All five Nets starters are former All-Stars, but only Pierce and KG come with championship savvy and toughness. On top of that, the former Boston Celtics are reviled by New York Knicks faithful, bolstering the bad blood in the NBA's equivalent of the Subway Series.
With these additions, Brooklyn is the favorite to beat the Knicks out for the Atlantic Division title, putting the Nets in position to compete for the Eastern Conference crown. This organization already had marketing down; now it has the players to back up the branding.
Hype Meter: 9.0
The Houston Rockets were already an exciting, sneakily potent playoff team last season. Now they have the best center alive and one of the most fascinating personalities in the NBA.
Dwight Howard was one of the most beloved players around before his Orlando Magic tenure was sullied by sulking and indecision. He squandered any remaining during his year with the Los Angeles Lakers, almost all of which was spent injured, bickering or both.
But even that baggage cannot overshadow Dwight's dominance. With the Lakers, he put up 17.1 points and led the league with 12.4 rebounds per game in what was clearly a down year for him. At full strength on a team more interested in playing to his strengths, he could be scary good again.
Think about his time with the Magic. With Howard and a bunch of shooters like Hedo Turkoglu and Rashard Lewis, Orlando advanced to the 2009 NBA Finals. In Houston, Howard will find himself as the lone big on the floor once again, only this time James Harden and Chandler Parsons will be on the perimeter.
At his best, Howard could make Houston the team to beat out West; at his worst, he could derail the chemistry the Rockets had in 2011-12. It won't likely be clear from the beginning of the schedule, but it will be compelling to watch from the opening tip.

■ Data records ■
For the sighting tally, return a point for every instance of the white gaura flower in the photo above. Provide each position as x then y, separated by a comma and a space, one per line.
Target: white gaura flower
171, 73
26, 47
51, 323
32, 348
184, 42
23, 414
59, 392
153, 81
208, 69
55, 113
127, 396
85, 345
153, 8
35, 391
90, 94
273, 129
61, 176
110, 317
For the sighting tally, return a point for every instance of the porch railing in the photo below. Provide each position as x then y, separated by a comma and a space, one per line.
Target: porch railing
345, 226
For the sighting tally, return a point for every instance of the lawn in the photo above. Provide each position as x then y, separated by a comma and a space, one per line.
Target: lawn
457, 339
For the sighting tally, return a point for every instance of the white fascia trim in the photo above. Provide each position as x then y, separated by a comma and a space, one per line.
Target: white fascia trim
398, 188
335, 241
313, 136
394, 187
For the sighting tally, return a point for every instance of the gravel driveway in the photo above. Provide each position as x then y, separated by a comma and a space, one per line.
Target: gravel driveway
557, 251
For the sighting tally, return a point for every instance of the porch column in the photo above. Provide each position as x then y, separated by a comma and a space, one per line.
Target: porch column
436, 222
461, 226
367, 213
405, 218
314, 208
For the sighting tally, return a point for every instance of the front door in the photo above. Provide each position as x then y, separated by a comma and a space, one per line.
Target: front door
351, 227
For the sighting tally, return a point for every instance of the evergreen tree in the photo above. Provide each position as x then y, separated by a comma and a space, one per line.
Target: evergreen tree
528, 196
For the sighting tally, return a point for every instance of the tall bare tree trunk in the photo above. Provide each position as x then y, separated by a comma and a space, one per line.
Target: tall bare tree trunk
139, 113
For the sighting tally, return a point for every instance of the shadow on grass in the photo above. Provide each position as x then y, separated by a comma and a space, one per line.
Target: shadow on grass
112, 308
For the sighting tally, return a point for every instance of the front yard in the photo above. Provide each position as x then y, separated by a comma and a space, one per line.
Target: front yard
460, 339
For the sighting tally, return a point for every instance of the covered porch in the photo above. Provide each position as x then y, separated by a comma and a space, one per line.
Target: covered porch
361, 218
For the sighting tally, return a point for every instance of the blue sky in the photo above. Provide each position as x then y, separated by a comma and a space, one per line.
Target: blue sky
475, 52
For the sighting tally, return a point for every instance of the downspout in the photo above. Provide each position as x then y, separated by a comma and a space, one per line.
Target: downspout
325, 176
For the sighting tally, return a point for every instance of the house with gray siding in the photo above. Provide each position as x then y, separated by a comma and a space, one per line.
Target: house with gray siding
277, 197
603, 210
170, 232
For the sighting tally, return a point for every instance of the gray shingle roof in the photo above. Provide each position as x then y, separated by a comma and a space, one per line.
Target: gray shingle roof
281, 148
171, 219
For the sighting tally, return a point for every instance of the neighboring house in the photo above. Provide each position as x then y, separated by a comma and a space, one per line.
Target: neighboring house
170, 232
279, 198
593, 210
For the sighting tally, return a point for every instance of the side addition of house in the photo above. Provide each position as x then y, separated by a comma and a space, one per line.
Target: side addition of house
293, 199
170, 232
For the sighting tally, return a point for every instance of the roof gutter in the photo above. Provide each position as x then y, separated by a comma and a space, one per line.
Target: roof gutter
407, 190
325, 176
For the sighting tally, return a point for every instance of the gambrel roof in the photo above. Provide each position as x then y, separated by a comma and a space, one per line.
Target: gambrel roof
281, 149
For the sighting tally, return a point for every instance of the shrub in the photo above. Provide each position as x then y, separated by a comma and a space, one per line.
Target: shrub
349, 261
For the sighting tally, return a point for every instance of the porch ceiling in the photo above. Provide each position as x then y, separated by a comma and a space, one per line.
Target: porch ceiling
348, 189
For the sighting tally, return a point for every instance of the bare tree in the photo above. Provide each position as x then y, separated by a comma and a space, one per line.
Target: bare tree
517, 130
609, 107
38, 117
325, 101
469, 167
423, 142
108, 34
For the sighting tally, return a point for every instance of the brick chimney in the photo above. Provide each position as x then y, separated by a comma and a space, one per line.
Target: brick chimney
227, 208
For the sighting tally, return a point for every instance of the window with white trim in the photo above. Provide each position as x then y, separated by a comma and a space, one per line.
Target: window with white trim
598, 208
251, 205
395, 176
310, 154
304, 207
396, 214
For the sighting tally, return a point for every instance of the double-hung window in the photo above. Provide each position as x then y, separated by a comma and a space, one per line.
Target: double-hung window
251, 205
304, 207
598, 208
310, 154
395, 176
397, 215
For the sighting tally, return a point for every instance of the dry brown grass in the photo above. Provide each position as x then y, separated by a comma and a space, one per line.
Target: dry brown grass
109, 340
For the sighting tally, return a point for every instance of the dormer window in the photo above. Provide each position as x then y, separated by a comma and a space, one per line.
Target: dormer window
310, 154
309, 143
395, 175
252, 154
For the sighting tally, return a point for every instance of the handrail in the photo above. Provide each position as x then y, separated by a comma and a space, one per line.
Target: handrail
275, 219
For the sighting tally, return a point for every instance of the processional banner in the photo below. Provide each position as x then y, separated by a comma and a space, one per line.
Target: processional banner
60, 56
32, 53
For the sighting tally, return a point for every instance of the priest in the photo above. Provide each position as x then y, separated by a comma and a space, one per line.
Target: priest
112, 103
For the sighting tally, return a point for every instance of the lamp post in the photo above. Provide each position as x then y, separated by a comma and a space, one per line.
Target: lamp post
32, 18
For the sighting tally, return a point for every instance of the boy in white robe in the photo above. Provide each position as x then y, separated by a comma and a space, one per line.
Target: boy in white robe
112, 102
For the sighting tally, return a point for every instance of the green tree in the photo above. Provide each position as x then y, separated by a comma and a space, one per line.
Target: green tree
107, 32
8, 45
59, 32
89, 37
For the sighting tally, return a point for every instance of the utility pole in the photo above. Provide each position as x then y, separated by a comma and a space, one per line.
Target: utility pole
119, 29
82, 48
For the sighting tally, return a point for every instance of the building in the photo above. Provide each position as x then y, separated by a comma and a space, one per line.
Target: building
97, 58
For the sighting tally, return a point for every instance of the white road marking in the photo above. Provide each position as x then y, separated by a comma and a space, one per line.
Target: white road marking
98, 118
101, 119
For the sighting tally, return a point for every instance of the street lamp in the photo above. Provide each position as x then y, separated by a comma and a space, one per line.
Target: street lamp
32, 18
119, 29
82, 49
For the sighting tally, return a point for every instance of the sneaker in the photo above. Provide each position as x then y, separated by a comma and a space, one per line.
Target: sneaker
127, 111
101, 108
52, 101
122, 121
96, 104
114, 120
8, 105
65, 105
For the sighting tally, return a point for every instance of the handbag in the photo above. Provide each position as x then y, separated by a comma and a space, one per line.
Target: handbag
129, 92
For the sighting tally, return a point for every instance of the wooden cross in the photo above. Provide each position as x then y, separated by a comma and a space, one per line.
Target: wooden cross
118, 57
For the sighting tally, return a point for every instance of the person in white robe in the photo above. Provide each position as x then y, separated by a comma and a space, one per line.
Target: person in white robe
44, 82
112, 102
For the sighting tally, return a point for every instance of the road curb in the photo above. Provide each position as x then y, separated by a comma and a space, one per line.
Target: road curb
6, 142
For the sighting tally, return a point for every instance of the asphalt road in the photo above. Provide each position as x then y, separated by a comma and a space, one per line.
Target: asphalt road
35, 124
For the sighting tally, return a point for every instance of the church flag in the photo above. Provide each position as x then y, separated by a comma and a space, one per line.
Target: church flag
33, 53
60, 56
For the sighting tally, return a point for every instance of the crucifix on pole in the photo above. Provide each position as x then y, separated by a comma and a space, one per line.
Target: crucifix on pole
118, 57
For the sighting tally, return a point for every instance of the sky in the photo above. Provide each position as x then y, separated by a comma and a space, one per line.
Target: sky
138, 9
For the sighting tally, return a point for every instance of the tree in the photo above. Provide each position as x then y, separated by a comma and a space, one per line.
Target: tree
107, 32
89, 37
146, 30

■ WORK INSTRUCTIONS ■
a - Answer these questions using the NBA preview text.
(i) Which two Nets starters does the text credit with championship savvy and toughness?
(ii) How many rebounds per game did Howard average with the Lakers?
(iii) In what year did Orlando reach the NBA Finals?
b - Find and copy every line of the records that contains the word "utility". Case counts.

■ ANSWER LIST ■
a -
(i) Pierce and KG
(ii) 12.4
(iii) 2009

b -
For the sighting tally, return a point for every instance of the utility pole in the photo above. Provide each position as x then y, separated by a comma and a space, one per line.
Target: utility pole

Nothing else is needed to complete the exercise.